» Rows of box annotation data:
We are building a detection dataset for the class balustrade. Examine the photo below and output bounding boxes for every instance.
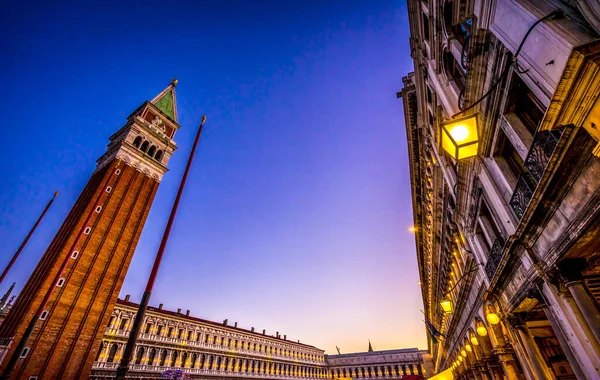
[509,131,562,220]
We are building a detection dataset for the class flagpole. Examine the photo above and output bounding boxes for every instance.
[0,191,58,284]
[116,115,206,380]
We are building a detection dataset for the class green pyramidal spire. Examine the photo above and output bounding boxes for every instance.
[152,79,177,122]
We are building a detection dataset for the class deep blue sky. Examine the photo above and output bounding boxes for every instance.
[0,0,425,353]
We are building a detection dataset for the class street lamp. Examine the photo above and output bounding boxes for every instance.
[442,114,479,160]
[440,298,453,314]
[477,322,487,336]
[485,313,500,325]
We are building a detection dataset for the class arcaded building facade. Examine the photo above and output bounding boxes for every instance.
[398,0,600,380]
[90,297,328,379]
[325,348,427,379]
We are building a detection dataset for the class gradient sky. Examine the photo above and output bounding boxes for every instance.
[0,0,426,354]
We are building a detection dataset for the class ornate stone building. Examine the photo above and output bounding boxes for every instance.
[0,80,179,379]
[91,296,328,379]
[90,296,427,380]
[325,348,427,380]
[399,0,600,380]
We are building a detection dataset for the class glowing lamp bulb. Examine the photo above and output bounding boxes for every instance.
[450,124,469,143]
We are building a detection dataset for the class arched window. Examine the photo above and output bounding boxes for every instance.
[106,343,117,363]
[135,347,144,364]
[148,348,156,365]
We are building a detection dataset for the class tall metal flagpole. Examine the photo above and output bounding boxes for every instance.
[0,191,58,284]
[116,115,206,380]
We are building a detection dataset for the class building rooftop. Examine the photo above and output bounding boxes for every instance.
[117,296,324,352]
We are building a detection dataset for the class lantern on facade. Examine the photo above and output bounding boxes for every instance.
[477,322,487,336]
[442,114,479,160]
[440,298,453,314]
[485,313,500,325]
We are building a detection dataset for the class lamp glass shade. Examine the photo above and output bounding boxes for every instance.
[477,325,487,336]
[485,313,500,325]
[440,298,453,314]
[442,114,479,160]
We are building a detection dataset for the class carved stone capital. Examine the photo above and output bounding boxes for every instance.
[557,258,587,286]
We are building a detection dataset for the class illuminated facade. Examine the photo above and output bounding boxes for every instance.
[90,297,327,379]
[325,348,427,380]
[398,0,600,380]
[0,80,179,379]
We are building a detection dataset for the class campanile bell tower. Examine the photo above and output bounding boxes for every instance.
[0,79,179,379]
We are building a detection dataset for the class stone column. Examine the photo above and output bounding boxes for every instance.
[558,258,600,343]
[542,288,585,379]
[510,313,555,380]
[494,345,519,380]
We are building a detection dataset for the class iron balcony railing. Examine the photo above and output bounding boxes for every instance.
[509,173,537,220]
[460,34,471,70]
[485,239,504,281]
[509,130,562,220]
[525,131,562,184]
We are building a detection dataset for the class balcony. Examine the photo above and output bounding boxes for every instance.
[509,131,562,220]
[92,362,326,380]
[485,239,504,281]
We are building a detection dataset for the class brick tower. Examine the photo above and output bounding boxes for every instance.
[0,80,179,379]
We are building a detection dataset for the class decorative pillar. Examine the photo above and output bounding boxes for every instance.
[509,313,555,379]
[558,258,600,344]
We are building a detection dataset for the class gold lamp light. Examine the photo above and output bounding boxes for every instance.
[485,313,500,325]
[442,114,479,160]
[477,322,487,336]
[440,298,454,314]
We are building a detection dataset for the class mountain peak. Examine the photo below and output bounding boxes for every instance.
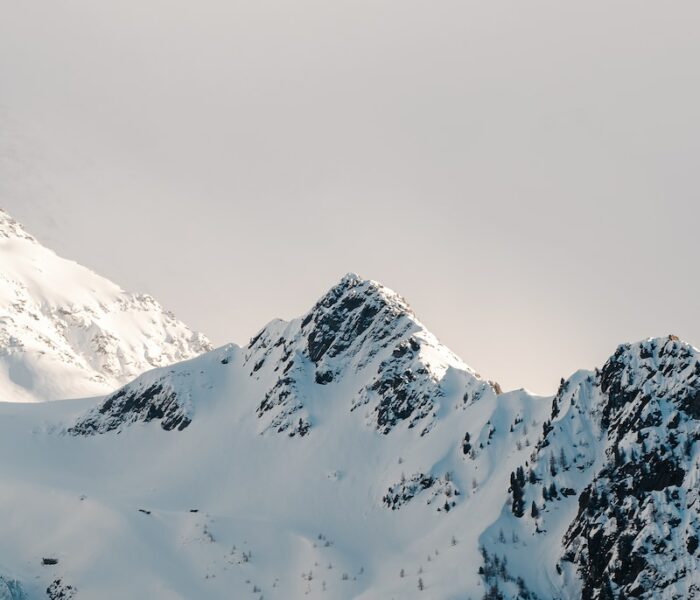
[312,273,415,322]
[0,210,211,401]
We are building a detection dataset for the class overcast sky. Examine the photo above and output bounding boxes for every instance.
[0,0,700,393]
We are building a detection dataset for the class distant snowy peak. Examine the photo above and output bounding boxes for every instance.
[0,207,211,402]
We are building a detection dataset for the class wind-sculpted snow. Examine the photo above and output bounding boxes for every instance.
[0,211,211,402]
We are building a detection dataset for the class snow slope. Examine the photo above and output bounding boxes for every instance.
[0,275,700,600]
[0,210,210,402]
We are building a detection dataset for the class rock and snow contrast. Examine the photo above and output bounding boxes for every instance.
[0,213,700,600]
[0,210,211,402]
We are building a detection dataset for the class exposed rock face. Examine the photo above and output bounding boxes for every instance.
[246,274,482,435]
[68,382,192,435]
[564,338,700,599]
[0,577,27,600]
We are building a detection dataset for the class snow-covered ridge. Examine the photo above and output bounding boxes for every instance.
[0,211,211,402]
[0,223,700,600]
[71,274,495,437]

» GIVEN EXERCISE: Return every line of the material that contains the string "rock", treating case as significant.

» ANSWER TO THE EXERCISE:
We are building a detection dataset for the class rock and snow contrast. Examine the photo above and output bounding boxes for every instance.
We are building a detection dataset for the class exposed rock face. Examine the photo above and output bounding boxes for every instance.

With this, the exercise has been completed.